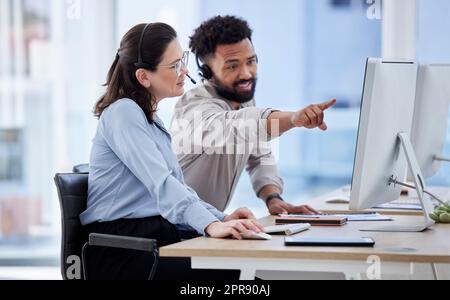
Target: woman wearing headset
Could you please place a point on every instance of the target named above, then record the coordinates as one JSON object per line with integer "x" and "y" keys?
{"x": 136, "y": 186}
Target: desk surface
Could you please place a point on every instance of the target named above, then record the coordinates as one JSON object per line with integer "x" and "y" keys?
{"x": 432, "y": 246}
{"x": 320, "y": 203}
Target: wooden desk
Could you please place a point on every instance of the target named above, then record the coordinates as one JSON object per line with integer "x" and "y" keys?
{"x": 320, "y": 203}
{"x": 397, "y": 252}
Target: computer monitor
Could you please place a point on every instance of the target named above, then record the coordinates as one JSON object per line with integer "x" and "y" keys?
{"x": 383, "y": 148}
{"x": 431, "y": 112}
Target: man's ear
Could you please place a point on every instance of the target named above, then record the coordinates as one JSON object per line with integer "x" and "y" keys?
{"x": 143, "y": 76}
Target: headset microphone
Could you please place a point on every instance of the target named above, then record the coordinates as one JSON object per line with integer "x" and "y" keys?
{"x": 192, "y": 80}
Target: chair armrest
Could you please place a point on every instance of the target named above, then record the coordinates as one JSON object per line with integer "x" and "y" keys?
{"x": 122, "y": 242}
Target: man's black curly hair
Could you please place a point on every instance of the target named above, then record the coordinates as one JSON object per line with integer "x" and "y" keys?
{"x": 220, "y": 30}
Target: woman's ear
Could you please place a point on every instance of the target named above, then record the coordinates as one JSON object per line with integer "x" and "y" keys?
{"x": 143, "y": 76}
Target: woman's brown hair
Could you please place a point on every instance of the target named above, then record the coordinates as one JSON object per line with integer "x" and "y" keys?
{"x": 121, "y": 81}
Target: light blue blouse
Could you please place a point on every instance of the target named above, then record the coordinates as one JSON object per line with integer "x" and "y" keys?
{"x": 134, "y": 173}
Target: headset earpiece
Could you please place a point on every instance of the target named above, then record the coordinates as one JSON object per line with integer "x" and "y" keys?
{"x": 204, "y": 70}
{"x": 140, "y": 64}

■ GIVEN EXERCISE: In the lines from the one containing "Target: man's black curly hair" through the end of the lines, swap "place a point on" for "put a dot on" and give those lines again with nothing else changed.

■ TASK RESULT:
Target: man's black curly hair
Could you please put a dot on every instance of the target named above, then record the coordinates as one JSON object per line with integer "x" and "y" keys?
{"x": 220, "y": 30}
Target: woman's ear
Could you please put a dot on every instance of the target named above, then record the coordinates as one JSON object per line with integer "x" and "y" keys?
{"x": 143, "y": 76}
Target: woman's brown hair
Could you please put a dot on every instance of the target named above, then record the coordinates as one JSON object per line with integer "x" and "y" keys?
{"x": 121, "y": 81}
Target: light blue blouse
Could you please put a dot on every instance of the target named above, then record the coordinates as one JSON object per line with integer "x" and "y" keys?
{"x": 134, "y": 173}
Target: headset earpiece
Could you please put a dot on every instance of the target named above, then record the coordinates as one JSON object per line with integer "x" and "y" keys?
{"x": 204, "y": 70}
{"x": 140, "y": 64}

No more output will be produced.